EXERCISE DESCRIPTION:
What you return should be each line of the data containing the string "trace".

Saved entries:
——
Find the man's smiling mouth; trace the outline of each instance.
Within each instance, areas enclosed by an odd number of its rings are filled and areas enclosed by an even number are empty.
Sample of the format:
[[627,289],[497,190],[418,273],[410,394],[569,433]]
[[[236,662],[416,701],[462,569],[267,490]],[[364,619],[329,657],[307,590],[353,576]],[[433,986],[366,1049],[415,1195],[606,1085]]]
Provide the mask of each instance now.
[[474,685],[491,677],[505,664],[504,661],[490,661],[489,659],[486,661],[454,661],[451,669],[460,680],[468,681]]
——
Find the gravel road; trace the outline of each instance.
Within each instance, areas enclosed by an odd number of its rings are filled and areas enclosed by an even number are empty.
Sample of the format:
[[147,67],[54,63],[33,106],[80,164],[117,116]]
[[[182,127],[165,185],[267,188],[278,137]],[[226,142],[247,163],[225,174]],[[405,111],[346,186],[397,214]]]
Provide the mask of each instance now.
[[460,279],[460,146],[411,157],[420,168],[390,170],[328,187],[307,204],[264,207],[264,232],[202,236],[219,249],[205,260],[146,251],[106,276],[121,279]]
——
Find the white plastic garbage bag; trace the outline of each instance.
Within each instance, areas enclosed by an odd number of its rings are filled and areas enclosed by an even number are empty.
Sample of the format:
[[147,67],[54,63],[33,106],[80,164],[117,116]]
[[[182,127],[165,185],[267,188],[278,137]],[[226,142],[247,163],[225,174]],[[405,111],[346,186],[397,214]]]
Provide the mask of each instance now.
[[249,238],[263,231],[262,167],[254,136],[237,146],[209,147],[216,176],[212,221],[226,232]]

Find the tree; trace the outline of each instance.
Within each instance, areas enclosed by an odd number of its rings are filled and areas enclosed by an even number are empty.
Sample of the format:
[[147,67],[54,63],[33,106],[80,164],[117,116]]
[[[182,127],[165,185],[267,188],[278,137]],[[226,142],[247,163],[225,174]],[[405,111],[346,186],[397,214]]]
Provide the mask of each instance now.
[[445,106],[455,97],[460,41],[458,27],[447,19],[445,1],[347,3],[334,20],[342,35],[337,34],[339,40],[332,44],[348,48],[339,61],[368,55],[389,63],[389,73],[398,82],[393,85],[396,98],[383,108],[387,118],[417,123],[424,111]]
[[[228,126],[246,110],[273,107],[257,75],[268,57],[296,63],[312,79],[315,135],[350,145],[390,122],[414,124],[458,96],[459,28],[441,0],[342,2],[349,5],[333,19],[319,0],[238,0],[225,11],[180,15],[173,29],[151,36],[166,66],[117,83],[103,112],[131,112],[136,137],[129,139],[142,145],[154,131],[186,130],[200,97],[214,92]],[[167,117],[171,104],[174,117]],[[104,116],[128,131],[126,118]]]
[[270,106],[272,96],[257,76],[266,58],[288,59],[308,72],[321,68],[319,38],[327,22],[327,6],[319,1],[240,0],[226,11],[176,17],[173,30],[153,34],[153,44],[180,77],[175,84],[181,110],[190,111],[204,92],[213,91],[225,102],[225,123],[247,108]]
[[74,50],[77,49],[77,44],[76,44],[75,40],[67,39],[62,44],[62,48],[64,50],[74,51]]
——
EXERCISE RESULT:
Find the man's smiling mouth; trace the outline of each instance.
Find the gravel road; trace the outline of each instance.
Find the white plastic garbage bag; trace the outline of each instance.
Find the tree; trace the outline of each instance.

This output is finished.